**Задачи**
1. По исходному тексту ответьте на вопросы:
(a) С чем сравнивали Млечный Путь народы Сибири?
(b) Кто назван одним из основоположников культурной антропологии?
(c) У каких двух народов в мифологиях Солнце является женщиной?
2. Измените приведённые ниже строки данных, начиная с первой строки и заканчивая строкой с «[[654, 714], [809, 542], [564, 699]]» включительно: замените «white sneaker» на «black sneaker», всё прочее сохраните без изменений. Выведите только эти строки.

**Исходный текст**
Народы Евразии от Скандинавии до островов Рюкю, а также индейцы северо-западного побережья Северной Америки различали в них фигуру человека, пошедшего за водой (обычно это девочка или женщина с вёдрами). Для части жителей Индии, китайцев, юкагиров, дакота, индейцев Мексики пятна складывались в силуэт кролика или зайца (рис. 5). А для большинства обитателей Южной Америки, Юго-Восточной Азии, Австралии и Южной Африки это были просто пятна - след раны, удара, ожога, грязь или краска на лице или теле Луны.



Каждое истолкование Галактики по-своему логично и объяснимо, но редко бывает понятно, почему выбран именно данный вариант, а остальные отвергнуты. Ещё сложнее определить, что лунные пятна больше напоминают «на самом деле». Вряд ли надо доказывать, что если одинаковая - причём лишь одна из многих возможных - система образов встречается у соседних народов, то она у них скорее всего имеет общее происхождение.
Вероятность того, что каждому из народов, живущих близ Тихого океана (в том числе корякам и чукчам), независимо пришло в голову сравнивать Млечный Путь с рекой, а каждому из народов Сибири - с лыжнёй, трудно в точности оценить, но она явно ничтожна.
Франц Боас, один из основоположников культурной антропологии, ещё сто лет назад писал об этих проблемах. Его вывод был ясен - в исследовании культуры следует принимать во внимание как возможность независимого возникновения сходных явлений у разных народов, так и высокую вероятность заимствований, многократного копирования элементов культуры от поколения к поколению и от одного народа к другому.

Боас был осторожен в предположениях и склонялся к мнению, что общие представления у совершенно неродственных народов в разных райнах Земного Шара возникали случайно. Во многих случаях с ним трудно не согласиться. Например, при наделении небесных светил мужским или женским полом потенциально возможных вариантов так мало, что было бы странно предполагать исторические связи между японцами и индейцами Парагвая на том основании, что в их мифологиях Солнце - женщина. Положение меняется, если обратиться к таким образам и фабулам, в которых нет заранее известного ограниченного числа вариантов.
[...]
...Как хорошо известно, копирование не бывает идеальным, так что при многократном копировании рано или поздно наступает момент, когда оригинал становится неузнаваемым.
Чтобы уменьшить «информационный шум», в культуре выработался механизм, обеспечивающий точность передачи информации. Используется этот механизм прежде всего там, где объективные факторы, выбраковывающие негодные копии и способствующие распространению полноценных, действуют слабо.
Скажем, в домостроительстве нет необходимости особо следить за тем, чтобы конструкция жилища предусматривала защиту от дождя. Дом без крыши построить можно, но никто не станет в нём жить. В мифах же нет ничего заведомо недопустимого, здесь потенциально возможны любые образы и любые повороты сюжета. Поэтому мифы (как и ритуалы) относятся к сфере сакрального. Это значит, что отклонения в их воспроизведении считаются опасными, гибельными, а сама мысль о возможности таких отклонений выглядит кощунственной и абсурдной.

**Имеющиеся данные**
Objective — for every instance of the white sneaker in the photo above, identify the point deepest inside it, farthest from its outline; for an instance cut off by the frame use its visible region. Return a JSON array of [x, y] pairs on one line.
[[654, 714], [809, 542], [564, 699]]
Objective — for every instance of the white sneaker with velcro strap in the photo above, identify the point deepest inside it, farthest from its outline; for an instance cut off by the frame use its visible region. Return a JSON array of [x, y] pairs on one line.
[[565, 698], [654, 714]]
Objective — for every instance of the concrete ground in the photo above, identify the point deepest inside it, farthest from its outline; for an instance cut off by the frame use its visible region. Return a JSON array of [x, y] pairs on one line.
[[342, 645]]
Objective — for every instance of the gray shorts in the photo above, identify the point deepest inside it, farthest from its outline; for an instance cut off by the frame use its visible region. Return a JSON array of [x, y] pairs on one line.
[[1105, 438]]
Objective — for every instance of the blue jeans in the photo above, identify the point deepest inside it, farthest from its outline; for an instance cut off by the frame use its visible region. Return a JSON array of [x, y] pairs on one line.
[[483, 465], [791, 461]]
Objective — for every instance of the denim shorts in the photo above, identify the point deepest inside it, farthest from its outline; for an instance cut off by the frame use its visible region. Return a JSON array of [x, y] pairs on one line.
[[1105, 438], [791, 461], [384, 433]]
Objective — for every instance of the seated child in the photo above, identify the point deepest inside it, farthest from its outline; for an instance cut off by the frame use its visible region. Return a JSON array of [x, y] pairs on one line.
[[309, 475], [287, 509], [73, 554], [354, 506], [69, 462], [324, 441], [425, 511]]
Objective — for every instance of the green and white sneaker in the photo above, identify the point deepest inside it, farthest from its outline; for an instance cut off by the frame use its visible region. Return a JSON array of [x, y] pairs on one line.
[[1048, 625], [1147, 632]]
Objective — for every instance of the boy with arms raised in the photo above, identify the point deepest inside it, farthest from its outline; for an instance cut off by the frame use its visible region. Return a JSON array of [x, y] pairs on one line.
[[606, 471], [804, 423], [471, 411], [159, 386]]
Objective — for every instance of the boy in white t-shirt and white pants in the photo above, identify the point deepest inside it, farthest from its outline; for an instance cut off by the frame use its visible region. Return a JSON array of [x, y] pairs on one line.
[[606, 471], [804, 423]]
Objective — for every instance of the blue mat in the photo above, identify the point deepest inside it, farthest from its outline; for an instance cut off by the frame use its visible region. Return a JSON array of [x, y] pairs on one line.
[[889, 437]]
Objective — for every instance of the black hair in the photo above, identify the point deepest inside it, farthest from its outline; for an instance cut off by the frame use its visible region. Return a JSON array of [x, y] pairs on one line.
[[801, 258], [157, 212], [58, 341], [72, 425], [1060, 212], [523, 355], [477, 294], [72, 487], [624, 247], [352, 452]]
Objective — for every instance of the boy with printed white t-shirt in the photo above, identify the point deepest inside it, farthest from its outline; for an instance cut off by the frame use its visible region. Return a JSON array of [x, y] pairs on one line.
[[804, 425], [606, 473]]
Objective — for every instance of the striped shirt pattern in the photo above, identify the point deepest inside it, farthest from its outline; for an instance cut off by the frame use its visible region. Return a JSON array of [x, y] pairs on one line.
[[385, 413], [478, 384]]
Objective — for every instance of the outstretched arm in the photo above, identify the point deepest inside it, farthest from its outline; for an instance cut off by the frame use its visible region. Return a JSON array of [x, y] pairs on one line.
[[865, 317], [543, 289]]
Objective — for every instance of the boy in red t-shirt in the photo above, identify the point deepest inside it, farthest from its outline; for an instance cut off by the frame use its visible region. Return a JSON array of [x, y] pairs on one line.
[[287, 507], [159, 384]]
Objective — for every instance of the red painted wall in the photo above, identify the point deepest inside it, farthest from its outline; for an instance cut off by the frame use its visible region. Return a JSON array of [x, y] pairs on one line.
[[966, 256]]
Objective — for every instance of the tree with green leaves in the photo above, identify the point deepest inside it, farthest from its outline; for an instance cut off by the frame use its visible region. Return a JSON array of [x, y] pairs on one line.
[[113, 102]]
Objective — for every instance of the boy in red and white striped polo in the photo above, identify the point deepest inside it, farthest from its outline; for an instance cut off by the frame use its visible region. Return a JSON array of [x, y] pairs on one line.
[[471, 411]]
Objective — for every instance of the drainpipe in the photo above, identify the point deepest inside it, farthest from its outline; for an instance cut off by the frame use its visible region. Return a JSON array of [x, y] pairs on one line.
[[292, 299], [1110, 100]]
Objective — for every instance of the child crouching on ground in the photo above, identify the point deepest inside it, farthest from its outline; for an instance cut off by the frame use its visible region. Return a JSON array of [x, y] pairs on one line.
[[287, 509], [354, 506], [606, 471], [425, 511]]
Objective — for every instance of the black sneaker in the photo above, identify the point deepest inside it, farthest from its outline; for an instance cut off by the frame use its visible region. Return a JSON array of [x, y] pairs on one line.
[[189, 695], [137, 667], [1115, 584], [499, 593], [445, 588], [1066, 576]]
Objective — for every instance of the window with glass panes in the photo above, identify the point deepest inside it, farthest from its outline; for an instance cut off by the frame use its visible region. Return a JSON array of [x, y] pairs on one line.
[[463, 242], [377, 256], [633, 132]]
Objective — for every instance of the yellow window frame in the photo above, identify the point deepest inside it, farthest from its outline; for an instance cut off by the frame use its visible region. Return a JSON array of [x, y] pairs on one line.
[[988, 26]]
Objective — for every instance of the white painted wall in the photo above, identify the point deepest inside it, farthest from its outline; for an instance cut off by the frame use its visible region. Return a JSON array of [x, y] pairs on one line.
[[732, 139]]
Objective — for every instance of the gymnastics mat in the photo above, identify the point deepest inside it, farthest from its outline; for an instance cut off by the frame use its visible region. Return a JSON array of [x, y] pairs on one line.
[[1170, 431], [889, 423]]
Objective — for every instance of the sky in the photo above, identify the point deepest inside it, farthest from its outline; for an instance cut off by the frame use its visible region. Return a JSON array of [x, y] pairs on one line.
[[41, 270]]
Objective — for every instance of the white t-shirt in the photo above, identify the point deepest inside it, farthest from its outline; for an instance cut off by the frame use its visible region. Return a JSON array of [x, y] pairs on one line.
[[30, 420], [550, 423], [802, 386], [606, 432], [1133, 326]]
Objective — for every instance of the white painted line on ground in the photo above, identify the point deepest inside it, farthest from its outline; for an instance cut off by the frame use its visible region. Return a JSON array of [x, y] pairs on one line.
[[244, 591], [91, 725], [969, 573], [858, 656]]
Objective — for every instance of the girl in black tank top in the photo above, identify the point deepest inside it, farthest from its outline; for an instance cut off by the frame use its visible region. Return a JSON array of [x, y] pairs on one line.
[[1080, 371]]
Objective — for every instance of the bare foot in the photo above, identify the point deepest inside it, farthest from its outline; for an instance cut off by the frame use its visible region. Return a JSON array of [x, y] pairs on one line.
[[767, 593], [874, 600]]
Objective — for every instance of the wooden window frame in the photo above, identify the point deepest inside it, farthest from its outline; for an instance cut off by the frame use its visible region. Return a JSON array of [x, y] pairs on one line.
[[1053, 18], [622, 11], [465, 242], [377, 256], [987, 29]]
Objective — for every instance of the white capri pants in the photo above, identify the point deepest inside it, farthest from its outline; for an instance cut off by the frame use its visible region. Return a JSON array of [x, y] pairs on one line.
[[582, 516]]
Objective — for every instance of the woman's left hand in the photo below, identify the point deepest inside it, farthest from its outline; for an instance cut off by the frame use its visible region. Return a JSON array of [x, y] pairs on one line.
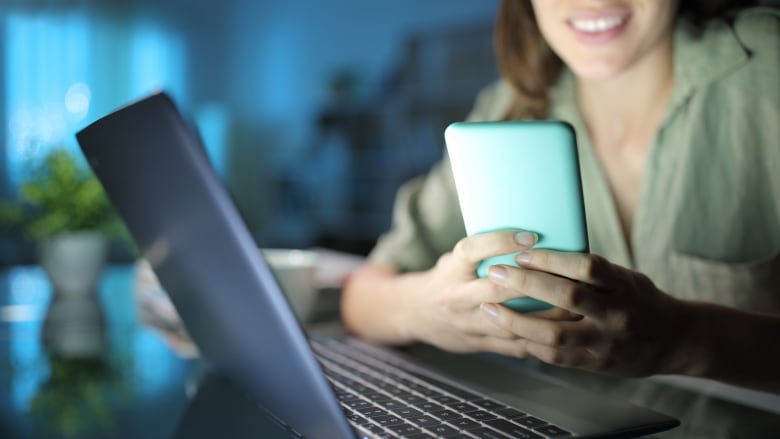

**Ответы по задачам**
1.
(a) С лыжнёй.
(b) Франц Боас.
(c) У японцев и индейцев Парагвая.

2.
Objective — for every instance of the black sneaker in the photo above, identify the point deepest inside it, farthest from its outline; for an instance cut off by the frame use its visible region. Return a JSON array of [x, y] pairs on one line.
[[654, 714], [809, 542], [564, 699]]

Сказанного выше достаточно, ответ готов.